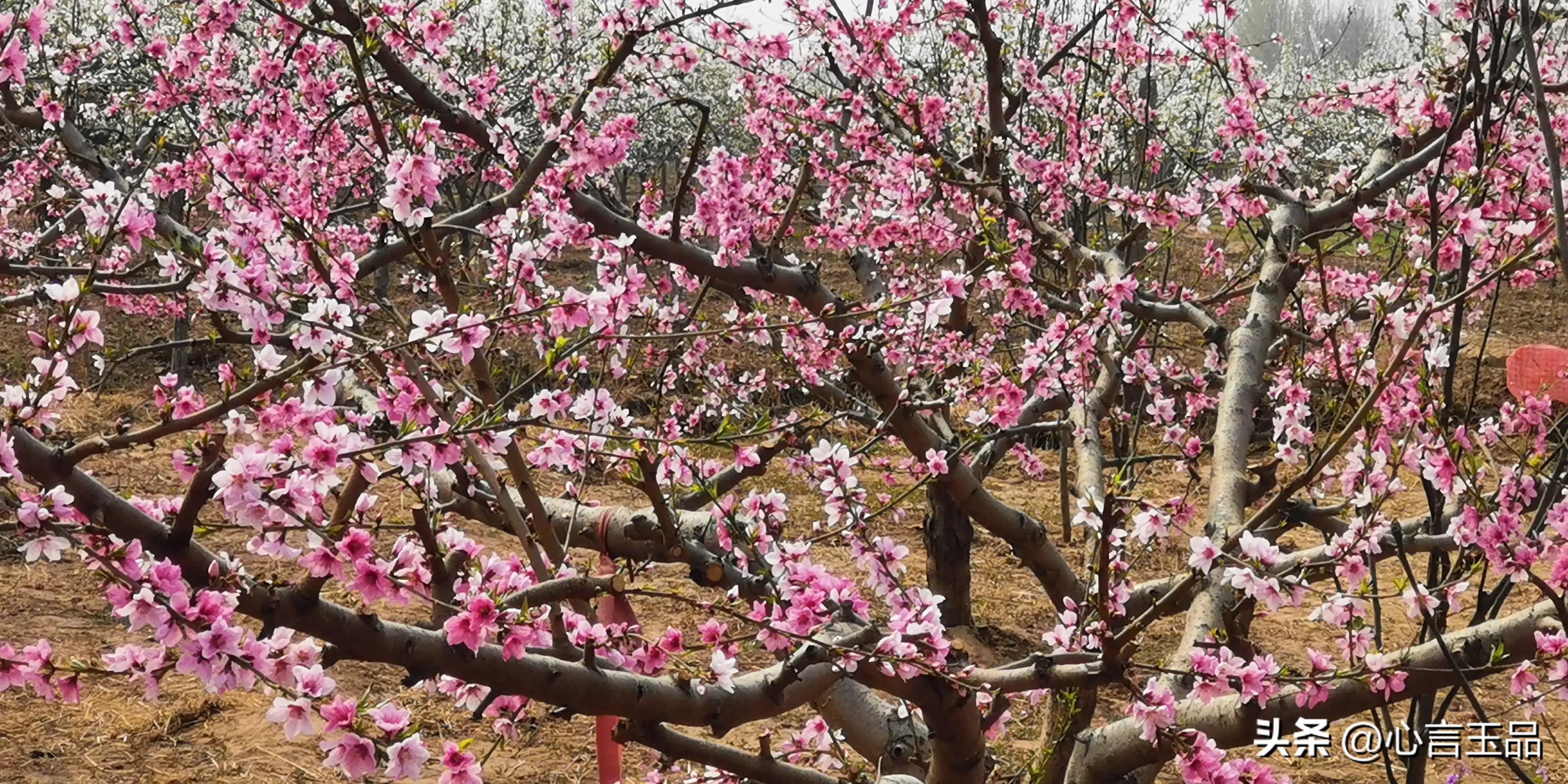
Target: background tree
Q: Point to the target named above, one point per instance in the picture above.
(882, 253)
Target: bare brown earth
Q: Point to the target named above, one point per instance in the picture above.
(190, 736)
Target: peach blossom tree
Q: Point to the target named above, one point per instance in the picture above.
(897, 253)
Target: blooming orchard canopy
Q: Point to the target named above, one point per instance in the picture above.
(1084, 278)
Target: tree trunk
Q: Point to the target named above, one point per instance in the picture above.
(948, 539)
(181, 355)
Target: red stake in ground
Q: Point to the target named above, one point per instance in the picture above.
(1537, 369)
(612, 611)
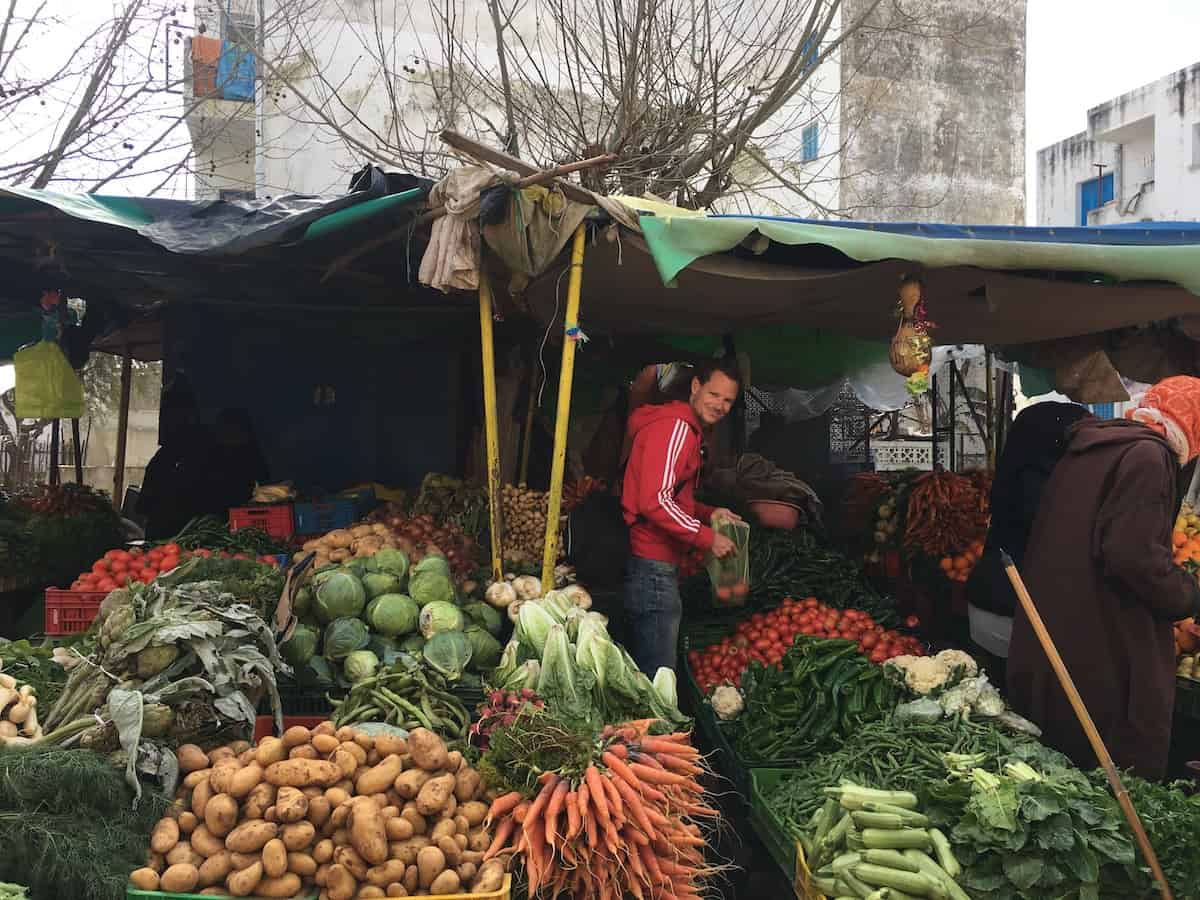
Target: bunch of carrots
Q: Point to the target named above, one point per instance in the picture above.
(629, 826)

┄┄┄┄┄┄

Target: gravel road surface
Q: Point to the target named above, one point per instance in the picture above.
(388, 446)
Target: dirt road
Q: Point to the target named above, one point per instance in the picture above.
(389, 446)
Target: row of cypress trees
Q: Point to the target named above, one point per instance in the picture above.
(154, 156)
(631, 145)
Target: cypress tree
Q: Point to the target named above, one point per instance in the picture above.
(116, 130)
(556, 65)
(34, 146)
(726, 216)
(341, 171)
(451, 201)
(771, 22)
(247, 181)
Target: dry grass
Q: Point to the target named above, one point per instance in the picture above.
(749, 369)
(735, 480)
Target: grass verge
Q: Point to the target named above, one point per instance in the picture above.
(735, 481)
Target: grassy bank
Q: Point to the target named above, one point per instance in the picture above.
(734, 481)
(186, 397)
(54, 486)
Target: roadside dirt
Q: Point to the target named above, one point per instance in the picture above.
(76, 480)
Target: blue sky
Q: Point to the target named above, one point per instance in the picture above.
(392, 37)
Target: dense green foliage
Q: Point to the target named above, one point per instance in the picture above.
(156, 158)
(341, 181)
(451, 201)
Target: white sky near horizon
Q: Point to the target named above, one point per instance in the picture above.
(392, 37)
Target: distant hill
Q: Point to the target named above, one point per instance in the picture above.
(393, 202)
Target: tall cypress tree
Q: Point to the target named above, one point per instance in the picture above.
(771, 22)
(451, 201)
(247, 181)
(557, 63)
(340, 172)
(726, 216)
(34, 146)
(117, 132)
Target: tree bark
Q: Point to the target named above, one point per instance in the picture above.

┄┄┄┄┄┄

EXERCISE PROMPT: In the listing above, find the line containing "Target: background tree" and the line containing "Target: bunch of carrots", then return both of them and every line between, exactly, without pictures.

RESPONSE TO THE EXERCISE:
Target: background tree
Q: Point to the target named above, one point per instance in the picture above.
(882, 253)
Target: bare brown earth
Q: Point to the target named above, one point per instance in the picture above.
(190, 736)
Target: peach blossom tree
Q: Point to the target named above, one point per instance in the picture above.
(897, 253)
Target: blooming orchard canopy
Q: Point to the target named above, one point per instance in the picture above.
(1084, 278)
Target: tree trunk
Q: Point to the target named above, one point per instance in the picture above.
(948, 539)
(181, 355)
Target: red stake in ground
Q: Point to the target named above, one point per instance in the picture above.
(1537, 369)
(612, 611)
Target: bunch of carrots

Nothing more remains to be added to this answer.